◆ Data for this exercise:
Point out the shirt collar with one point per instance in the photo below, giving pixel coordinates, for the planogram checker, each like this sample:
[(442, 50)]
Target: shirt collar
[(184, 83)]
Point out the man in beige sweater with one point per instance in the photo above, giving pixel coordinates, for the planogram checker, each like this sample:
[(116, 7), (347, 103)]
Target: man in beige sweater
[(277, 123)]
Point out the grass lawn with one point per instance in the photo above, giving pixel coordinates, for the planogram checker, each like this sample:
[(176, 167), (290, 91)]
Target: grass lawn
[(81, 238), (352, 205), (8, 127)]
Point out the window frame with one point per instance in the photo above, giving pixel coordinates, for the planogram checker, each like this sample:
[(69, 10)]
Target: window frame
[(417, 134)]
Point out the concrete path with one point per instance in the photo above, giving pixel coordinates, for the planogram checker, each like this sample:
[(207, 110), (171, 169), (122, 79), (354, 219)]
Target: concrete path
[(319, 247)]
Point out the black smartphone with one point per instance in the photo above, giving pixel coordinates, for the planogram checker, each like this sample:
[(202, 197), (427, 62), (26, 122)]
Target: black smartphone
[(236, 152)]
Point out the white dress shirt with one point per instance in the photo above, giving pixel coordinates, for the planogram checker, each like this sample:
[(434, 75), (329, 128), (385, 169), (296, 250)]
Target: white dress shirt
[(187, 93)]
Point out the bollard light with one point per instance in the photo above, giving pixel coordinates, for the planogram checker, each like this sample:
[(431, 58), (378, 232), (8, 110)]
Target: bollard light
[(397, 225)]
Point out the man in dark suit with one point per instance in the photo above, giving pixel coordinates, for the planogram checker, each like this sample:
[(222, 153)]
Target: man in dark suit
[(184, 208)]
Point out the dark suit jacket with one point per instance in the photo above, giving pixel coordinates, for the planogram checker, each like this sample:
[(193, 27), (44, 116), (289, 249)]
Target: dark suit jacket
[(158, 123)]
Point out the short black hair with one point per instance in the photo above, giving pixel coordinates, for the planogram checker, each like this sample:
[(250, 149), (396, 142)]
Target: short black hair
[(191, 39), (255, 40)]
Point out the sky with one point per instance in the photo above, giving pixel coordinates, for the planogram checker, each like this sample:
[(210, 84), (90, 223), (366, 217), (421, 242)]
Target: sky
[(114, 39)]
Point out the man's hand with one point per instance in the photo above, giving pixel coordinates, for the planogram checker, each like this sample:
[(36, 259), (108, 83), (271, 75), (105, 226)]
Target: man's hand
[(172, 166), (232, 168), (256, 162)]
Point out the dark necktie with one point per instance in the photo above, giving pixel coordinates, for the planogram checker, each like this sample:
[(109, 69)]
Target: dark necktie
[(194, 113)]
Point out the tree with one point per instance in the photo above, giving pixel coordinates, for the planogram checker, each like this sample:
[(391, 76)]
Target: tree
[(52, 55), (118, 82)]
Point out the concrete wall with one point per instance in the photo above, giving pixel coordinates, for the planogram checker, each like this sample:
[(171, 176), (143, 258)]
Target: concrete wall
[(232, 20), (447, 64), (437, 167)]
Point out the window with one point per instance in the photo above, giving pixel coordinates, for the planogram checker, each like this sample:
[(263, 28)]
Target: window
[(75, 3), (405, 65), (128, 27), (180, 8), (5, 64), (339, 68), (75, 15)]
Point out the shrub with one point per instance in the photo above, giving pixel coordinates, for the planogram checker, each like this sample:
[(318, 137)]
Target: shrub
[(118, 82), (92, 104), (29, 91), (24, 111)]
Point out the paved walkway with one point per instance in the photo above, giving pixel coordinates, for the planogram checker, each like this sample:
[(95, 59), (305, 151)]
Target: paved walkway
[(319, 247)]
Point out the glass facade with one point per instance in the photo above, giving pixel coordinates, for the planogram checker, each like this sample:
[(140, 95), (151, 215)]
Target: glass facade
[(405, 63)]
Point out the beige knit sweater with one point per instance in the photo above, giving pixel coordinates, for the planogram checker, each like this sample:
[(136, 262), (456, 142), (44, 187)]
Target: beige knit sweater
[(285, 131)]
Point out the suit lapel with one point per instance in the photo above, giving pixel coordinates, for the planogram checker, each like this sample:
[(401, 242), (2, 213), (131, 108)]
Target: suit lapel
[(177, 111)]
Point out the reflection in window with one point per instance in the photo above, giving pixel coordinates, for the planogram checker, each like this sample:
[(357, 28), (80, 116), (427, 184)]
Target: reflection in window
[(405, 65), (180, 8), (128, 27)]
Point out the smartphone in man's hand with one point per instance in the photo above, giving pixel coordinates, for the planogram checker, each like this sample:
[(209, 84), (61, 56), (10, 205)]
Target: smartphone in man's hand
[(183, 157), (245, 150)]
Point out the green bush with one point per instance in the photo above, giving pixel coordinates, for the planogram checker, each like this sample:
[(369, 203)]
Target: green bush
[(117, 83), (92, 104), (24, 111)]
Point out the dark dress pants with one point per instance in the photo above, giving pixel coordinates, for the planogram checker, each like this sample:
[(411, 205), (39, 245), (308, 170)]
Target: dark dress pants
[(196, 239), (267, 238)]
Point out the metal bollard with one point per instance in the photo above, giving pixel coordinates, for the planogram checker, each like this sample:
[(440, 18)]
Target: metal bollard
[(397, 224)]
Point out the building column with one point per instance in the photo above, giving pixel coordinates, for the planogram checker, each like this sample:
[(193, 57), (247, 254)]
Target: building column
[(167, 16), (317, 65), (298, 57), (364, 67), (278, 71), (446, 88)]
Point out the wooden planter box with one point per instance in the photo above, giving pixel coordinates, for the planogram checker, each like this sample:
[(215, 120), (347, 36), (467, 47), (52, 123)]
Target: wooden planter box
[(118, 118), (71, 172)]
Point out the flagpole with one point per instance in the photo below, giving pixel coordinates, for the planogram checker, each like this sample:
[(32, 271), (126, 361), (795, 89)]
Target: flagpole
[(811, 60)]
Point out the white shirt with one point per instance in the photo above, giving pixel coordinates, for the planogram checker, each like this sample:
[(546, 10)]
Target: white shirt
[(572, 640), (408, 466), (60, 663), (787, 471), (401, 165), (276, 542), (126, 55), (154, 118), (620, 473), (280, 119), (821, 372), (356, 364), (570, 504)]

◆ Task instructions:
Transcribe the full listing above without leaving anything out.

◆ Result of this exercise:
Point out the shirt collar with one point per instance in the photo below, giving pixel coordinates, for the planogram checker, each like this sample:
[(442, 50)]
Target: shirt collar
[(184, 83)]
Point out the man in beige sweater with one point per instance in the photo above, giving pixel coordinates, for the planogram checker, each like this sample:
[(116, 7), (347, 103)]
Target: man in beige sweater
[(277, 123)]
Point out the grass lawn with one point per instance in the photo above, giving pixel coordinates, for the planogram checker, each like this sample:
[(176, 167), (290, 91)]
Target: grass lawn
[(81, 238), (352, 205), (8, 127)]
Point out the window frame with one point per instance in the photo above, giving pixel coordinates, for the planogram checker, each like this sample:
[(69, 10)]
Target: window frame
[(417, 134)]
Point out the concrete path with one point per instance in the photo above, giving pixel coordinates, for the planogram checker, each like this sample:
[(207, 110), (171, 169), (122, 79), (354, 219)]
Target: concrete path
[(319, 247)]
Point out the black smartphone with one point per instance in the photo above, giving pixel coordinates, for the planogram checker, each like this sample:
[(202, 197), (427, 62), (26, 122)]
Target: black smartphone
[(236, 152)]
Point out the white dress shirt with one point per instance in the photo above, giving pixel coordinates, for the planogram checker, each like this sample:
[(434, 75), (329, 128), (385, 169), (296, 250)]
Target: white dress shirt
[(187, 93)]
Point out the bollard light with one point per instance in the photo above, giving pixel coordinates, for the planogram checker, each like this sample:
[(431, 58), (378, 232), (8, 110)]
Target: bollard light
[(397, 225)]
Point out the man in dark suit with one point per instance in the photo above, giving pixel coordinates, for the planogram checker, each like this sample:
[(222, 153)]
Target: man in dark suit
[(184, 208)]
Point out the dark suit jacket with one point per instance in the photo above, giving pixel coordinates, for the planogram checker, each like this sample:
[(193, 27), (44, 116), (289, 249)]
Target: dark suit jacket
[(158, 123)]
Point out the short black hair with one point per instance in the photo above, giving pixel coordinates, for the planogram checker, each like this sample:
[(250, 149), (396, 142)]
Target: short black hair
[(191, 39), (255, 40)]
Point out the sky with one point per instance in the photo above, giving pixel coordinates, for the planogram checker, each like this sample:
[(210, 84), (90, 223), (366, 217), (421, 242)]
Target: sky
[(114, 39)]
Point out the man's hand with one point per instance in the photo above, giving pixel coordinates, for the planogram checker, each like this sample:
[(36, 259), (108, 83), (271, 75), (105, 226)]
Target: man's hand
[(172, 166), (232, 168), (256, 162)]
Point out the dark necktie with one point per instance in the photo above, giving pixel coordinates, for the planogram checker, each like this sample:
[(109, 69)]
Target: dark necktie
[(194, 113)]
Point out the tree with one point per instance in the photo above, giving pixel coordinates, for the planogram checker, each like this sample:
[(391, 76)]
Target: tree
[(52, 55), (118, 82)]
Point out the concrete wall with one point per instance in the photo above, giving pixel coordinates, for the planogram checker, each like this sample:
[(171, 176), (143, 258)]
Target: concrete wall
[(232, 20), (447, 64), (437, 167)]
Point out the window with one point per instance in the photo above, giving pixel coordinates, for the planogram checker, each like this sample:
[(263, 28)]
Target: window
[(75, 3), (405, 65), (128, 27), (180, 8), (5, 64), (339, 68), (75, 15)]
Point out the shrub with one point per instance in the photo above, giving pixel coordinates, for the planogram checker, each like this sample:
[(318, 137)]
Target: shrub
[(118, 82), (92, 104), (29, 91), (24, 111)]
Point out the paved walkway with one point per instance in the photo above, giving pixel coordinates, for the planogram checker, each like this sample:
[(95, 59), (305, 151)]
Target: paved walkway
[(319, 247)]
Point out the glass facade with one point per instance in the photo above, giving pixel coordinates, for the planogram checker, each like this sample:
[(140, 95), (151, 215)]
Target: glass facade
[(405, 63)]
Point out the beige knit sweater with one point per instance in the photo above, giving pixel coordinates, for the planogram checker, each like this sample:
[(136, 262), (456, 142), (44, 187)]
Target: beige knit sweater
[(285, 131)]
Point out the suit lapel with one point per instance in the photo above, giving pixel coordinates, for the planogram checker, each like this sample:
[(401, 242), (2, 213), (131, 108)]
Target: suit lapel
[(177, 111)]
Point out the reflection in window with one point per instance in the photo above, giving pixel coordinates, for the planogram checker, each like this sample:
[(357, 28), (80, 116), (427, 184)]
Target: reflection in window
[(405, 65), (180, 8), (128, 27)]
Point out the smartphone in man's hand with one point per instance in the photo above, giving pixel coordinates, for the planogram checker, each like this sample:
[(209, 84), (61, 56), (10, 205)]
Target: smartphone in man's hand
[(183, 157), (245, 150)]
Point out the green bush with one point per instance in the photo above, giving pixel coordinates, for the planogram checker, each like this sample:
[(369, 203)]
Target: green bush
[(117, 83), (92, 104), (24, 111)]
Point out the dark dress pants with one point per instance in the photo above, giving pixel coordinates, for the planogram checker, each like this sample:
[(411, 205), (39, 245), (308, 170)]
Target: dark dress pants
[(196, 239), (267, 238)]
Point out the metal bollard with one point per instance in the photo above, giving pixel coordinates, for the planogram checker, each like this sample:
[(440, 18)]
Target: metal bollard
[(397, 224)]
Point out the building column with one point per instance in the photo above, giving pixel coordinates, for the planogram checker, each like this sample:
[(193, 57), (247, 254)]
Target: building column
[(167, 16), (317, 65), (298, 57), (364, 67), (278, 71), (446, 88)]
Point out the wooden planter box with one point per instance in the photo above, giving pixel coordinates, for the planogram checker, each like this sample:
[(215, 120), (347, 36), (467, 47), (52, 123)]
Target: wooden planter box
[(118, 118), (71, 172)]
Point out the flagpole with one point per instance in the photo below, giving pixel coordinates, for the planogram checker, each like this sample:
[(32, 271), (126, 361), (795, 89)]
Target: flagpole
[(811, 60)]
Point out the white shirt with one point per instance in the photo above, giving pixel coordinates, for the planogram checker, each like this sample:
[(546, 10)]
Target: white shirt
[(572, 640), (408, 466), (60, 663), (787, 471), (401, 165), (276, 542), (126, 55), (154, 118), (620, 473), (280, 119), (821, 372), (356, 364), (570, 504)]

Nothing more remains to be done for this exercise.